Word for word, repeat every record.

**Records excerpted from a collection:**
※

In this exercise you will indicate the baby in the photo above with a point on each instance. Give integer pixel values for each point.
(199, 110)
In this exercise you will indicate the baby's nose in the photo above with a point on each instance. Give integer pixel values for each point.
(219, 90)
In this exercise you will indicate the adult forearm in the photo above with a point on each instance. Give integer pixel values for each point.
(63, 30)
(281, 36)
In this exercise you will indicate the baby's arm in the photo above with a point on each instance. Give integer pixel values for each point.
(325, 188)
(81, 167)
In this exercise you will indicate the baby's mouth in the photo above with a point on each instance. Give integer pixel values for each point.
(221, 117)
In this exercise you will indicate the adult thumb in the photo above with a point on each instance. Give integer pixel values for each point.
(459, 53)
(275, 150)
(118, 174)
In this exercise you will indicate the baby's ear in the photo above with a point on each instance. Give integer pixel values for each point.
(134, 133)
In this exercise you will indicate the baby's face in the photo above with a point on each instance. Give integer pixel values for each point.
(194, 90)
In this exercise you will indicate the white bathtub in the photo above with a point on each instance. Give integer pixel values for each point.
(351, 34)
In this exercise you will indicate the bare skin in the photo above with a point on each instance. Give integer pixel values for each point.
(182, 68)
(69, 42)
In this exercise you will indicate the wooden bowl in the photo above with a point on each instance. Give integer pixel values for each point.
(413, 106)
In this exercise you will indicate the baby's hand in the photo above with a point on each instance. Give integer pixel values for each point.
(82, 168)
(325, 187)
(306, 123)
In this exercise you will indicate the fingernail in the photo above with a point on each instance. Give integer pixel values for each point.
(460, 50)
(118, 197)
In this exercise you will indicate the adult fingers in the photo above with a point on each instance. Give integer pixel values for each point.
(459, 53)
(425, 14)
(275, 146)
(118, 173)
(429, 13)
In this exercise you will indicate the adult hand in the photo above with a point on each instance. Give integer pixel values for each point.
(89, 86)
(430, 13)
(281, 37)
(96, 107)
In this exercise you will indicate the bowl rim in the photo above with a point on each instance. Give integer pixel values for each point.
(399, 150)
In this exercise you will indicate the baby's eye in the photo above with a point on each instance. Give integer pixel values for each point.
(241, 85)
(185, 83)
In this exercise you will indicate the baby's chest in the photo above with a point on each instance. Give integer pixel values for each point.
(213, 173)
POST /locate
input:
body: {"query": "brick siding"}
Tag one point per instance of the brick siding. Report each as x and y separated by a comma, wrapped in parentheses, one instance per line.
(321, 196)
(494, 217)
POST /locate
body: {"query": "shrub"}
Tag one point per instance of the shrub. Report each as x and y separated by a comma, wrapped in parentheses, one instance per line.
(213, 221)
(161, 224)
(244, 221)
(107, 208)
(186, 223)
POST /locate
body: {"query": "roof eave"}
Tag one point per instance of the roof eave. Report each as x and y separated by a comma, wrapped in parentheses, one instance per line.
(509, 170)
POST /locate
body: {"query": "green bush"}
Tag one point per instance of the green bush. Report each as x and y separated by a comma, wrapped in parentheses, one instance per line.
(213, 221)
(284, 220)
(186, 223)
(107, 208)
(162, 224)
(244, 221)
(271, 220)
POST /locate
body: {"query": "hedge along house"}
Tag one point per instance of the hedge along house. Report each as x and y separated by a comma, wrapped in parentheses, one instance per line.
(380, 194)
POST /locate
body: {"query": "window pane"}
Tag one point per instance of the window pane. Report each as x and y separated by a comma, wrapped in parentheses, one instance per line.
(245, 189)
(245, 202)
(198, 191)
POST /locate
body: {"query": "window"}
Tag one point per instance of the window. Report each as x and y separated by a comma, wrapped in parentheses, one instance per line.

※

**SOLUTION TO THIS TASK:**
In this exercise you will indicate the baby in the photo above with a point on each instance. Give integer pixel values for each point.
(199, 110)
In this exercise you will indicate the baby's nose in the photo above with a point on each instance. Give integer pixel values for each point.
(219, 90)
In this exercise you will indicate the adult forearm in the photo above with a point on each instance. Give integer pixel values for each point.
(63, 30)
(281, 36)
In this exercise you will indicate the baby's arm in the photo above with a point on each instance. Give integer pixel values for each point.
(325, 188)
(81, 167)
In this exercise you will indicate the baby's mouth in the photo above with a point on each instance. Give integer pixel values for each point.
(221, 117)
In this exercise you will indicate the adult thumb in the photo above with a point on each instance. Give integer pixel values for each point.
(459, 53)
(275, 150)
(118, 174)
In this exercise you will indicate the baby's ear in the photo above with a point on each instance. Give integer pixel values for each point.
(134, 133)
In this exercise you will indicate the baby's face in the photo above with a point on each instance. Give integer pixel values for each point.
(194, 90)
In this exercise you will indicate the white bathtub in the photo above with a point on each instance. Give integer pixel values for each point.
(351, 34)
In this exercise you will indicate the bare skin in the photo above with a point on each instance. Give integer pixel values for each point.
(182, 68)
(69, 42)
In this exercise you will indicate the wooden bowl in the photo above with a point on each instance. Give integer pixel values for each point.
(413, 106)
In this exercise you will indicate the baby's hand in the photo above with a point on each instance. Give integer pixel values for each point.
(82, 168)
(325, 187)
(306, 123)
In this exercise you will indicate the fingernail in the photo above with a point on each instance. Give integer pixel values for each point.
(460, 50)
(118, 197)
In this exercise you will indicate the adult fingers in the photo above with a point on each instance. Give integer pixel values for each point.
(459, 53)
(425, 14)
(275, 146)
(118, 173)
(429, 13)
In this exercise you will indicate the adult hand in the photo above with a point on each instance. Give integer pixel values for each point.
(89, 86)
(430, 13)
(281, 37)
(96, 107)
In this exercise you will indicate the bowl rim in the photo above with a point on each instance. Give integer pixel values for each point.
(399, 150)
In this exercise you will indicate the baby's eye in the photo above with a point on each instance. Give integer pixel values for each point.
(241, 85)
(185, 83)
In this exercise you will indicate the baby's chest in the photo above with a point on each instance. Give integer pixel values for each point.
(213, 173)
POST /locate
input:
body: {"query": "brick siding"}
Tag one point per instance of the brick siding. Report each as x and y separated by a comma, wrapped in parentheses, one instance per line.
(321, 196)
(494, 217)
POST /locate
body: {"query": "shrub"}
Tag one point per instance of the shrub. Report each as x and y separated by a comma, wrapped in parentheses, one instance per line.
(213, 221)
(161, 224)
(244, 221)
(107, 208)
(186, 223)
POST /locate
body: {"query": "roof eave"}
Tag one point per instance of the roof eave. Report each as x and y separated by a comma, wrapped in parentheses, one instance per line.
(509, 170)
POST /locate
body: {"query": "green bush"}
Tag one point per instance of the green bush. Report each as x and y separated by a comma, wrapped in parentheses, one instance per line.
(213, 221)
(284, 220)
(186, 223)
(107, 208)
(162, 224)
(244, 221)
(271, 220)
POST /locate
body: {"query": "hedge along house"}
Tag one point per instance of the hedge along house. Report each as x and y separated by a comma, wrapped in parentheses, one instance per line.
(380, 194)
POST /locate
body: {"query": "window pane"}
Tag one point per instance of the window pane. Report each as x and y separated by a comma, wrapped in parentheses, one instance per line.
(245, 189)
(245, 202)
(198, 191)
POST /locate
body: {"query": "window"}
Tag one point per instance of the window. Report each as x and y separated by a comma, wrapped in parentheses, one instance per line.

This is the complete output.